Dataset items
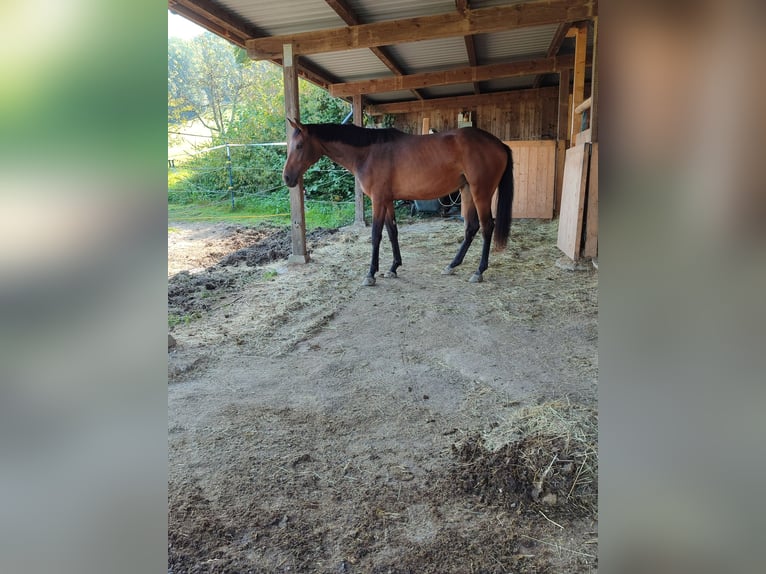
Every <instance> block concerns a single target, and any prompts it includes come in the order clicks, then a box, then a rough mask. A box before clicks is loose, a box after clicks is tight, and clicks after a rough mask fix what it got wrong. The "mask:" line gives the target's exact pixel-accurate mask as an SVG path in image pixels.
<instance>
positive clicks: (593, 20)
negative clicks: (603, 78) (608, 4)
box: [590, 17, 598, 143]
mask: <svg viewBox="0 0 766 574" xmlns="http://www.w3.org/2000/svg"><path fill="white" fill-rule="evenodd" d="M597 63H598V18H597V17H596V18H594V19H593V65H592V66H591V80H590V97H591V100H592V103H591V105H590V137H591V141H593V142H594V143H595V142H597V141H598V66H597V65H596V64H597Z"/></svg>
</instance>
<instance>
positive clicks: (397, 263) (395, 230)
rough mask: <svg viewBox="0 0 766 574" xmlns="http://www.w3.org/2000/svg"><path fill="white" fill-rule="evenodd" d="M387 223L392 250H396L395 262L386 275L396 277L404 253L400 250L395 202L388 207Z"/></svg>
mask: <svg viewBox="0 0 766 574" xmlns="http://www.w3.org/2000/svg"><path fill="white" fill-rule="evenodd" d="M385 224H386V231H387V232H388V239H389V240H390V241H391V250H392V251H393V252H394V262H393V263H392V264H391V269H390V270H389V272H388V273H386V277H396V269H397V268H398V267H399V266H400V265H401V264H402V254H401V252H400V251H399V229H398V228H397V227H396V218H395V217H394V204H393V202H391V204H390V205H388V206H387V207H386V218H385Z"/></svg>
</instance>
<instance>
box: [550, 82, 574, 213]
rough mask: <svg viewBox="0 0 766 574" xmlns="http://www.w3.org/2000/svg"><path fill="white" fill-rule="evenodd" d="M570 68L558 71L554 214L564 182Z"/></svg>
mask: <svg viewBox="0 0 766 574" xmlns="http://www.w3.org/2000/svg"><path fill="white" fill-rule="evenodd" d="M571 75H572V74H571V70H570V69H568V68H564V69H563V70H561V72H560V73H559V117H558V131H557V135H556V140H557V141H556V183H555V188H554V189H555V195H554V201H553V213H554V215H555V216H558V214H559V213H560V211H561V187H562V185H563V182H564V157H565V154H566V150H567V138H568V137H569V79H570V78H571Z"/></svg>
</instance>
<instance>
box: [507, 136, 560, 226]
mask: <svg viewBox="0 0 766 574" xmlns="http://www.w3.org/2000/svg"><path fill="white" fill-rule="evenodd" d="M503 143H505V144H506V145H507V146H508V147H510V148H511V152H512V153H513V186H514V197H513V209H512V216H513V217H514V218H526V217H529V218H535V219H538V218H539V219H552V218H553V197H554V185H555V180H556V142H555V141H554V140H523V141H506V142H503Z"/></svg>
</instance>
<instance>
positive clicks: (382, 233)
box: [362, 203, 385, 286]
mask: <svg viewBox="0 0 766 574" xmlns="http://www.w3.org/2000/svg"><path fill="white" fill-rule="evenodd" d="M384 216H385V209H381V208H380V206H378V205H376V204H375V203H373V204H372V259H371V261H370V271H369V273H367V277H365V278H364V281H362V285H365V286H371V285H375V274H376V273H377V272H378V262H379V260H380V240H381V238H382V237H383V219H384Z"/></svg>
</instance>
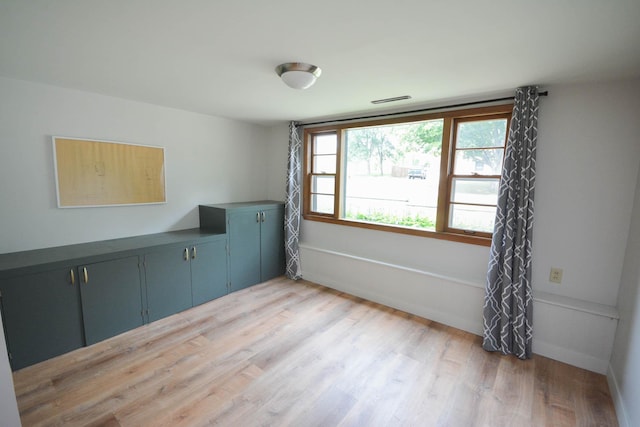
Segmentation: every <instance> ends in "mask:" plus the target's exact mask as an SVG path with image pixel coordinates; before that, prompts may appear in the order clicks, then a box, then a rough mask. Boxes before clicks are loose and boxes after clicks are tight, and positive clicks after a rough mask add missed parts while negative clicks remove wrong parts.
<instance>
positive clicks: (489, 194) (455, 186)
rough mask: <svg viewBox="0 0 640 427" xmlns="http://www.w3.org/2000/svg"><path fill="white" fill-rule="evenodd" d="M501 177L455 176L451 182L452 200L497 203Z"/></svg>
mask: <svg viewBox="0 0 640 427" xmlns="http://www.w3.org/2000/svg"><path fill="white" fill-rule="evenodd" d="M499 184H500V180H499V179H491V178H454V179H453V181H452V183H451V201H452V202H455V203H475V204H481V205H495V204H497V203H498V185H499Z"/></svg>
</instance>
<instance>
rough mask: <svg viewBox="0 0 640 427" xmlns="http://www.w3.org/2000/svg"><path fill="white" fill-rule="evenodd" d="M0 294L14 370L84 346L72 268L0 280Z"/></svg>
mask: <svg viewBox="0 0 640 427" xmlns="http://www.w3.org/2000/svg"><path fill="white" fill-rule="evenodd" d="M72 274H73V283H72V280H71V278H72ZM0 291H1V293H2V298H1V299H0V302H1V305H2V318H3V323H4V326H5V332H6V338H7V347H8V350H9V353H10V354H11V366H12V368H13V369H14V370H16V369H20V368H24V367H25V366H29V365H32V364H34V363H38V362H41V361H43V360H46V359H49V358H52V357H54V356H58V355H60V354H63V353H66V352H68V351H71V350H74V349H76V348H79V347H82V346H83V345H84V339H83V336H82V312H81V309H80V295H79V291H78V277H77V271H76V270H75V268H71V267H70V268H62V269H59V270H53V271H47V272H44V273H36V274H30V275H26V276H22V277H16V278H11V279H6V280H2V281H0Z"/></svg>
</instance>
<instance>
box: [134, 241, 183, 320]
mask: <svg viewBox="0 0 640 427" xmlns="http://www.w3.org/2000/svg"><path fill="white" fill-rule="evenodd" d="M189 260H190V255H189V249H188V247H185V246H181V247H171V248H168V249H162V250H159V251H157V252H151V253H147V254H145V255H144V270H145V283H146V290H147V309H146V312H147V314H148V316H149V317H148V319H149V321H150V322H153V321H154V320H158V319H162V318H163V317H167V316H170V315H172V314H174V313H177V312H179V311H182V310H186V309H187V308H189V307H191V277H190V276H191V270H190V266H189V262H190V261H189Z"/></svg>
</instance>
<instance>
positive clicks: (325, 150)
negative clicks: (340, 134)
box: [313, 133, 338, 154]
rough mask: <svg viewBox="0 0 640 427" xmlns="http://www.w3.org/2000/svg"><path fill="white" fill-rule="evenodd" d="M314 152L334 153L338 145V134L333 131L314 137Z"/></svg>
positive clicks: (337, 146) (313, 149)
mask: <svg viewBox="0 0 640 427" xmlns="http://www.w3.org/2000/svg"><path fill="white" fill-rule="evenodd" d="M313 142H314V148H313V152H314V154H336V153H337V147H338V136H337V135H336V134H335V133H331V134H326V135H317V136H316V137H315V138H314V139H313Z"/></svg>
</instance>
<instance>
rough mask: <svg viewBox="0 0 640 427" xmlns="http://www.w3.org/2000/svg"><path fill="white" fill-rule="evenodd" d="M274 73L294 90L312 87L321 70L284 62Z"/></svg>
mask: <svg viewBox="0 0 640 427" xmlns="http://www.w3.org/2000/svg"><path fill="white" fill-rule="evenodd" d="M276 73H278V75H279V76H280V78H281V79H282V81H283V82H285V84H286V85H287V86H289V87H291V88H294V89H307V88H309V87H311V86H313V84H314V83H315V82H316V79H317V78H318V77H320V74H321V73H322V70H321V69H320V68H319V67H316V66H315V65H311V64H305V63H304V62H286V63H284V64H280V65H278V66H277V67H276Z"/></svg>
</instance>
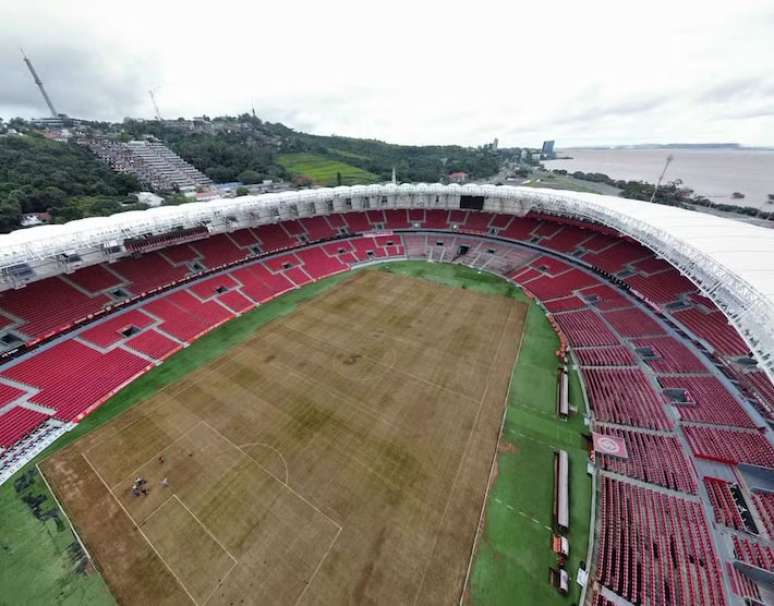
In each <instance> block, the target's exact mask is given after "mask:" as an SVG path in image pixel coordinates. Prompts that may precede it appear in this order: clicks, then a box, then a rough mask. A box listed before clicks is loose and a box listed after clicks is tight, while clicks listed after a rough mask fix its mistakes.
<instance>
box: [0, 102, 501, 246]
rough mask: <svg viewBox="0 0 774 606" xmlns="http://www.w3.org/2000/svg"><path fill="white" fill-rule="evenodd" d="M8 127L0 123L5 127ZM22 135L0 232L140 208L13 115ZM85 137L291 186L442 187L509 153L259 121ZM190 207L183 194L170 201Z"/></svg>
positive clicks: (187, 124) (136, 182) (175, 120)
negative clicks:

[Work item]
Repeat every line of the data exactly, but do not include pictures.

[Finished exercise]
Every <instance> block concerns a single target, and any prompts it includes come in the order clicks, then a box, then a rough mask. A box before clicks is loose, a box after clicks is tight, and clicks after a rough mask fix what it got wrong. The "mask:" line gives the target's exact pixel-accurate mask as an SVG path in image pixels.
<instance>
positive clicks: (593, 20)
negative clicks: (603, 78) (608, 4)
box: [590, 17, 598, 143]
mask: <svg viewBox="0 0 766 574" xmlns="http://www.w3.org/2000/svg"><path fill="white" fill-rule="evenodd" d="M597 63H598V18H597V17H596V18H594V19H593V65H592V66H591V80H590V97H591V100H592V103H591V105H590V137H591V141H593V142H594V143H595V142H597V141H598V66H597V65H596V64H597Z"/></svg>
</instance>
<instance>
positive clicks: (397, 263) (395, 230)
rough mask: <svg viewBox="0 0 766 574" xmlns="http://www.w3.org/2000/svg"><path fill="white" fill-rule="evenodd" d="M387 223L392 250H396L395 262L386 275L396 277L404 253L400 250L395 202L388 207Z"/></svg>
mask: <svg viewBox="0 0 766 574" xmlns="http://www.w3.org/2000/svg"><path fill="white" fill-rule="evenodd" d="M385 224H386V231H387V232H388V239H389V240H390V241H391V250H392V251H393V252H394V262H393V263H392V264H391V269H390V270H389V272H388V273H386V277H396V269H397V268H398V267H399V266H400V265H401V264H402V254H401V252H400V251H399V229H398V228H397V227H396V218H395V217H394V204H393V202H391V204H390V205H388V206H387V207H386V218H385Z"/></svg>
</instance>
<instance>
box: [550, 82, 574, 213]
rough mask: <svg viewBox="0 0 766 574" xmlns="http://www.w3.org/2000/svg"><path fill="white" fill-rule="evenodd" d="M570 68L558 71L554 214L564 182Z"/></svg>
mask: <svg viewBox="0 0 766 574" xmlns="http://www.w3.org/2000/svg"><path fill="white" fill-rule="evenodd" d="M571 75H572V74H571V70H570V69H568V68H564V69H563V70H561V72H560V73H559V117H558V131H557V135H556V140H557V141H556V183H555V188H554V189H555V195H554V201H553V213H554V215H555V216H558V214H559V213H560V211H561V187H562V185H563V182H564V157H565V154H566V150H567V138H568V137H569V79H570V78H571Z"/></svg>
</instance>
<instance>
box: [507, 136, 560, 226]
mask: <svg viewBox="0 0 766 574" xmlns="http://www.w3.org/2000/svg"><path fill="white" fill-rule="evenodd" d="M503 143H505V144H506V145H507V146H508V147H510V148H511V152H512V153H513V186H514V197H513V209H512V216H513V217H514V218H526V217H529V218H535V219H538V218H539V219H552V218H553V197H554V185H555V180H556V142H555V141H554V140H523V141H506V142H503Z"/></svg>
</instance>
<instance>
positive clicks: (382, 233)
box: [362, 203, 385, 286]
mask: <svg viewBox="0 0 766 574" xmlns="http://www.w3.org/2000/svg"><path fill="white" fill-rule="evenodd" d="M384 216H385V209H381V208H380V206H378V205H376V204H375V203H373V204H372V259H371V261H370V271H369V273H367V277H365V278H364V281H362V285H365V286H371V285H375V274H376V273H377V272H378V262H379V260H380V240H381V238H382V237H383V219H384Z"/></svg>
</instance>
Segmentation: every <instance> ends in "mask:" plus the target's exact mask as an SVG path with image pixel coordinates; before that, prompts may appear in the order clicks, then a box, then a rough mask. Boxes before clicks are loose and boxes after clicks are tight, and positive clicks after a rough mask add missed parts while negative clicks remove wrong parts.
<instance>
positive clicks: (489, 194) (455, 186)
rough mask: <svg viewBox="0 0 640 427" xmlns="http://www.w3.org/2000/svg"><path fill="white" fill-rule="evenodd" d="M501 177L455 176L451 182L452 200L497 203Z"/></svg>
mask: <svg viewBox="0 0 640 427" xmlns="http://www.w3.org/2000/svg"><path fill="white" fill-rule="evenodd" d="M499 184H500V180H499V179H491V178H454V179H453V181H452V183H451V201H452V202H455V203H475V204H481V205H495V204H497V203H498V185H499Z"/></svg>
</instance>
<instance>
rough mask: <svg viewBox="0 0 640 427" xmlns="http://www.w3.org/2000/svg"><path fill="white" fill-rule="evenodd" d="M0 294L14 370L84 346L72 268L0 280Z"/></svg>
mask: <svg viewBox="0 0 640 427" xmlns="http://www.w3.org/2000/svg"><path fill="white" fill-rule="evenodd" d="M72 274H73V283H72V280H71V278H72ZM0 291H1V293H2V298H1V299H0V302H1V305H2V318H3V323H4V326H5V332H6V338H7V347H8V350H9V353H10V354H11V366H12V368H13V369H14V370H16V369H20V368H24V367H25V366H29V365H32V364H34V363H38V362H41V361H43V360H46V359H49V358H52V357H54V356H58V355H60V354H63V353H66V352H68V351H71V350H74V349H76V348H79V347H82V346H83V345H84V339H83V336H82V312H81V309H80V295H79V291H78V277H77V271H76V270H75V268H71V267H70V268H62V269H59V270H53V271H47V272H44V273H36V274H30V275H26V276H22V277H16V278H11V279H6V280H2V281H0Z"/></svg>
</instance>
<instance>
box: [134, 241, 183, 320]
mask: <svg viewBox="0 0 640 427" xmlns="http://www.w3.org/2000/svg"><path fill="white" fill-rule="evenodd" d="M189 260H190V255H189V249H188V247H185V246H181V247H171V248H168V249H162V250H159V251H157V252H151V253H147V254H145V255H144V270H145V283H146V290H147V309H146V312H147V314H148V316H149V317H148V319H149V321H150V322H153V321H154V320H158V319H162V318H163V317H167V316H170V315H172V314H174V313H177V312H179V311H182V310H186V309H187V308H189V307H191V277H190V276H191V270H190V266H189V262H190V261H189Z"/></svg>
</instance>
<instance>
positive clicks: (325, 150)
negative clicks: (340, 134)
box: [313, 133, 338, 154]
rough mask: <svg viewBox="0 0 640 427" xmlns="http://www.w3.org/2000/svg"><path fill="white" fill-rule="evenodd" d="M314 152L334 153L338 145V134L333 131L314 137Z"/></svg>
positive clicks: (337, 146) (313, 149)
mask: <svg viewBox="0 0 640 427" xmlns="http://www.w3.org/2000/svg"><path fill="white" fill-rule="evenodd" d="M313 142H314V148H313V152H314V154H336V153H337V147H338V136H337V135H336V134H335V133H331V134H326V135H317V136H316V137H315V138H314V139H313Z"/></svg>
</instance>
<instance>
rough mask: <svg viewBox="0 0 640 427" xmlns="http://www.w3.org/2000/svg"><path fill="white" fill-rule="evenodd" d="M274 73L294 90L312 87L321 70L284 62Z"/></svg>
mask: <svg viewBox="0 0 640 427" xmlns="http://www.w3.org/2000/svg"><path fill="white" fill-rule="evenodd" d="M276 73H278V75H279V76H280V78H281V79H282V81H283V82H285V84H286V85H287V86H289V87H291V88H294V89H307V88H309V87H311V86H313V84H314V83H315V82H316V79H317V78H318V77H320V74H321V73H322V70H321V69H320V68H319V67H316V66H315V65H311V64H305V63H304V62H286V63H284V64H280V65H278V66H277V67H276Z"/></svg>
</instance>
In each <instance> block, the target's exact mask is given after "mask:" as an SVG path in image pixel coordinates. Prompts that may precede it appear in this order: clicks, then a box, then a rough mask. A box listed before clicks is loose and a box listed after clicks is tight, while clicks listed after a rough mask fix its mistakes.
<instance>
box: [0, 102, 501, 246]
rough mask: <svg viewBox="0 0 774 606" xmlns="http://www.w3.org/2000/svg"><path fill="white" fill-rule="evenodd" d="M8 127L0 123L5 127ZM22 135L0 232L140 208L13 115ZM85 137L291 186L442 187L509 153L259 121ZM190 207L183 194L170 201Z"/></svg>
positive clicks: (187, 124) (136, 182) (175, 120)
negative clicks:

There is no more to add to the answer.